──────── Recorded information
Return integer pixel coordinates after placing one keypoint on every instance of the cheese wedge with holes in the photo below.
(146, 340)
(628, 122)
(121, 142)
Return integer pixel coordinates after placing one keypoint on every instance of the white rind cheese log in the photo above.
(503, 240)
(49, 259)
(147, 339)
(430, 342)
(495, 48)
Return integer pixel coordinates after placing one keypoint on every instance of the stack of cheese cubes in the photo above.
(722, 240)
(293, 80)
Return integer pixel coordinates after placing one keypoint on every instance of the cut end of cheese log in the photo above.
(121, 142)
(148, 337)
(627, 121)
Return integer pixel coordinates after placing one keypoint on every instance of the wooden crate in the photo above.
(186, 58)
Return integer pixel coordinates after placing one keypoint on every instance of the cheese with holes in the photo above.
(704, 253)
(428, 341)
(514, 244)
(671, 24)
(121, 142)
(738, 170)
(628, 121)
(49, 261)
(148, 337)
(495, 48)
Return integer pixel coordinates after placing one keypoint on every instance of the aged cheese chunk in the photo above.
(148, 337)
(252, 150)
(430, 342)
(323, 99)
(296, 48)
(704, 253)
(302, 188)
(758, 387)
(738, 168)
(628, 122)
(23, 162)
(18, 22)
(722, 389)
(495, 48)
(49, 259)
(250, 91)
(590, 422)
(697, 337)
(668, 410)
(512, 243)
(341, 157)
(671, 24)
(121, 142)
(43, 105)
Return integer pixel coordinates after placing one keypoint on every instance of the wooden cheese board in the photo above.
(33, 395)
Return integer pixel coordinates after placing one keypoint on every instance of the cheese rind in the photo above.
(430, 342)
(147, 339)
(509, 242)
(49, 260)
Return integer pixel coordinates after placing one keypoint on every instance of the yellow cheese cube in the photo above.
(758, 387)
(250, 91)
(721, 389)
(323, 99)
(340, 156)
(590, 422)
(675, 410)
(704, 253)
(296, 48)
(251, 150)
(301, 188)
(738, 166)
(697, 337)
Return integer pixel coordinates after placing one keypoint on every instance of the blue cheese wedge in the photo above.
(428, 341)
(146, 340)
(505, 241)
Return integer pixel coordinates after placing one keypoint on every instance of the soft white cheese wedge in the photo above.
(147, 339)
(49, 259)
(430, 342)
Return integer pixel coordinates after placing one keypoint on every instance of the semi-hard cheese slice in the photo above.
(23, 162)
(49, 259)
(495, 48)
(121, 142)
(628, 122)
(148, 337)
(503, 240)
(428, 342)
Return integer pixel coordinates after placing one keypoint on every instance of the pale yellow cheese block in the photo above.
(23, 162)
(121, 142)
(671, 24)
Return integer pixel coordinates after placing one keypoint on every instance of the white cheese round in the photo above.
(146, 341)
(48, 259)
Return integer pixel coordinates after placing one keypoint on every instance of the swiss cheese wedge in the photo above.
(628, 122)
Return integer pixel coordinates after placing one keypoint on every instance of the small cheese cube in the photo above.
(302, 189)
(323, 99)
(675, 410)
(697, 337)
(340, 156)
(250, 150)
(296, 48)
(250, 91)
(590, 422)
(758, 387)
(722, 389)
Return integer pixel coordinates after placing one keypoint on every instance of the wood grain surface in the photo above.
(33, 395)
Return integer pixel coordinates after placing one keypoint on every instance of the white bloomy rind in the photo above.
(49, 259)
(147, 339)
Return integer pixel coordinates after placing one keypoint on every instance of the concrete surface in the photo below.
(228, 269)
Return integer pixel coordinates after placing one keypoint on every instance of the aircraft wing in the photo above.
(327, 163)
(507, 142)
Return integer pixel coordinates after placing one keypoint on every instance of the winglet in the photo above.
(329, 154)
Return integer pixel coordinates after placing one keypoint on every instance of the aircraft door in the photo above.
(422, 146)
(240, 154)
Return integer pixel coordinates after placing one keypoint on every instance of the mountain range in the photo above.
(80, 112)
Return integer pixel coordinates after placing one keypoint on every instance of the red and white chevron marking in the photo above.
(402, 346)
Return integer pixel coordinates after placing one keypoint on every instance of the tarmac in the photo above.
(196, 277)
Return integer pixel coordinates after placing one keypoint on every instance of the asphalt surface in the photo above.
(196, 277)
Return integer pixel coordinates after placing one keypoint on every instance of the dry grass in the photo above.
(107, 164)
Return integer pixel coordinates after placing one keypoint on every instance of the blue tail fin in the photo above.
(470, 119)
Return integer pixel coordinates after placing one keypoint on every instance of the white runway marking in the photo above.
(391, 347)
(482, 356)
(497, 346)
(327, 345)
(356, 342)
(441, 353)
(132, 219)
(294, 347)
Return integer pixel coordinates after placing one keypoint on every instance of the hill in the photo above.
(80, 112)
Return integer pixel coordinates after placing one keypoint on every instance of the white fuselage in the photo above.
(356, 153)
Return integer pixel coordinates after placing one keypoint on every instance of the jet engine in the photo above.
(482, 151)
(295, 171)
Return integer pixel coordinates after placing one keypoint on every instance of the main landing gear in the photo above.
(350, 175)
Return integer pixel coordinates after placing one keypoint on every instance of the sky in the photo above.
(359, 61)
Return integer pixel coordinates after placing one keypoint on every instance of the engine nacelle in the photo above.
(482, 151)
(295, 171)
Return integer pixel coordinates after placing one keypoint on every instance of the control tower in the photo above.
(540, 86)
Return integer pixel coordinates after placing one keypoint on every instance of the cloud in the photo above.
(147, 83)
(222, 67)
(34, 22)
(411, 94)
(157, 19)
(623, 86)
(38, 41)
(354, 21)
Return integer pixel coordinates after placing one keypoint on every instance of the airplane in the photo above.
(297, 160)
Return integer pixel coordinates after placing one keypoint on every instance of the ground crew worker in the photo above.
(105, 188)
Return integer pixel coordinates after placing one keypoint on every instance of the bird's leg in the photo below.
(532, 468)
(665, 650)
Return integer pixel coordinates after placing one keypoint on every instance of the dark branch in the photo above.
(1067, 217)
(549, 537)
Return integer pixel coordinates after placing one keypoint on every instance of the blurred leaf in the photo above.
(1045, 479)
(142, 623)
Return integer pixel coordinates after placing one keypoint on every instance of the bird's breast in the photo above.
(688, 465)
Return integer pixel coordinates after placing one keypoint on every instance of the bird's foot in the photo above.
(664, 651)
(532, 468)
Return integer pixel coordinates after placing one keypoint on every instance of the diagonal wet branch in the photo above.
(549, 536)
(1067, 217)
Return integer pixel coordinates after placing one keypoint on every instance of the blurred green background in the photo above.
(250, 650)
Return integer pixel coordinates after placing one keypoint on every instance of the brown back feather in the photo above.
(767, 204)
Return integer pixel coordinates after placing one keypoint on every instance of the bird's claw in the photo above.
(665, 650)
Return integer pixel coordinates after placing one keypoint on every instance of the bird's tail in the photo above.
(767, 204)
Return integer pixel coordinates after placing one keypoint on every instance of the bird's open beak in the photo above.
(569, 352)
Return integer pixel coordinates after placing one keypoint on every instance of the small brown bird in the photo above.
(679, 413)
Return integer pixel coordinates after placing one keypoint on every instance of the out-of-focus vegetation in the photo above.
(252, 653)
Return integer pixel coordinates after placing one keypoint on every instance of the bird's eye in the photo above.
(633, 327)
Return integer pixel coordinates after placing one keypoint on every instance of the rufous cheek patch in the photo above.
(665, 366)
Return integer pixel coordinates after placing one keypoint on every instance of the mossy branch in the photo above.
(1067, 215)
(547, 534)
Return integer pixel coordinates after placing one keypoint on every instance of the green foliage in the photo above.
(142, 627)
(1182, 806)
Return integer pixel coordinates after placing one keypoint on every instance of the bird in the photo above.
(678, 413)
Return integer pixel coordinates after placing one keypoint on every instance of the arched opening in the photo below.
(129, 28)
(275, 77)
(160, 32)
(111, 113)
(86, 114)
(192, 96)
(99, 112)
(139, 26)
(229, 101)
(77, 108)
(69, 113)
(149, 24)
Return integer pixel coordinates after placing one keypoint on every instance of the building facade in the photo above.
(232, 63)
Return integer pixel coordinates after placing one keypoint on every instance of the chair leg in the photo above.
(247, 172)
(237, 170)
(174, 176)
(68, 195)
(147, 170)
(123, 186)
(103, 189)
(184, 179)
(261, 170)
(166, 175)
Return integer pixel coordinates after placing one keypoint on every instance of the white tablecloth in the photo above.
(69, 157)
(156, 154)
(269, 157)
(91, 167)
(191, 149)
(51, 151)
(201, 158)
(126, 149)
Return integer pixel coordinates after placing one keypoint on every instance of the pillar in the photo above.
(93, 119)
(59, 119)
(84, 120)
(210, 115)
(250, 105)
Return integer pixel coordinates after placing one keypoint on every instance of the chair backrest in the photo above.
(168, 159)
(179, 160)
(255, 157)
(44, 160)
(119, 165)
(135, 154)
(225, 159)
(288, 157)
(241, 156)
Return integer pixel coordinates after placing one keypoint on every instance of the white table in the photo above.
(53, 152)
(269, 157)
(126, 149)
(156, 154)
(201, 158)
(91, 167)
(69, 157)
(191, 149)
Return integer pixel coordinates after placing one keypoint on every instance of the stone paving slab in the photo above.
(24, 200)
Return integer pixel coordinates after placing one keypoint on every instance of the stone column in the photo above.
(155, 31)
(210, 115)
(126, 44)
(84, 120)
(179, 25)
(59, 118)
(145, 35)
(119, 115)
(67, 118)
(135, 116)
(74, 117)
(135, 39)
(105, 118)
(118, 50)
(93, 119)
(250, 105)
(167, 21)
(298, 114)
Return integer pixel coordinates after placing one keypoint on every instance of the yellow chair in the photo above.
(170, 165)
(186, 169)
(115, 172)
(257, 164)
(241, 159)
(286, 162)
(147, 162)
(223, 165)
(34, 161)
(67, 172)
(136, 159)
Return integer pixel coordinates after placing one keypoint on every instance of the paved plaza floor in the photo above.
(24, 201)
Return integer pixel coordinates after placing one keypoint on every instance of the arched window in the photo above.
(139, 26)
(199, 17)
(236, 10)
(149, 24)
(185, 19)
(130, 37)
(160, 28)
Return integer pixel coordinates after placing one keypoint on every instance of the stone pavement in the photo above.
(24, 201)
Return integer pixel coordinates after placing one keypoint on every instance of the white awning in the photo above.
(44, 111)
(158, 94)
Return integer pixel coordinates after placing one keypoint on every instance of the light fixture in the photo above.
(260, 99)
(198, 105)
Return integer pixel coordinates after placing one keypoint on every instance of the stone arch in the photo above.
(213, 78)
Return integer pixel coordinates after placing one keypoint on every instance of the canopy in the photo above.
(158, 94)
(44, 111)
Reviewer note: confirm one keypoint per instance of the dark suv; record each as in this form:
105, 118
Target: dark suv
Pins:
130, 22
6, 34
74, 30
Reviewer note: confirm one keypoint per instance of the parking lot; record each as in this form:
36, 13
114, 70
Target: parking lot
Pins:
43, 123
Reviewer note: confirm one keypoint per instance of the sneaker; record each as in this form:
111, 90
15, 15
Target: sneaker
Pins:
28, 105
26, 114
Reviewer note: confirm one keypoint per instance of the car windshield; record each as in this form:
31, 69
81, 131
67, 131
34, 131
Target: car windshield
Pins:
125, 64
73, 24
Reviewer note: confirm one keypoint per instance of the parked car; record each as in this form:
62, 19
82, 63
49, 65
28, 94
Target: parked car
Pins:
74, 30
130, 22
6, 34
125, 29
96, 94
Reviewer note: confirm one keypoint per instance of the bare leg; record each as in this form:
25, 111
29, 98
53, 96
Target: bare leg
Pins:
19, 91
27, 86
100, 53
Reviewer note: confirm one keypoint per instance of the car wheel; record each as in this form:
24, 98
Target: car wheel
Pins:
────────────────
### Task prompt
Would you repeat the lines from the one containing "Reviewer note: confirm one keypoint per instance of the parked" through the end of the data, exactly, with nothing before or after them?

### Finished exercise
Reviewer note: confirm one keypoint per instance of the parked car; record each as in this form:
62, 19
82, 63
49, 65
28, 94
Target: parked car
Pins:
74, 30
130, 22
6, 34
125, 29
96, 94
Reviewer note: confirm one keypoint per instance of the bare leg; record each as in this form:
25, 111
29, 98
53, 96
Target: bare leg
Pins:
19, 91
27, 86
100, 53
Reviewer note: confirm one keypoint per instance of the car wheel; record each as in this form:
24, 98
Target: car wheel
Pins:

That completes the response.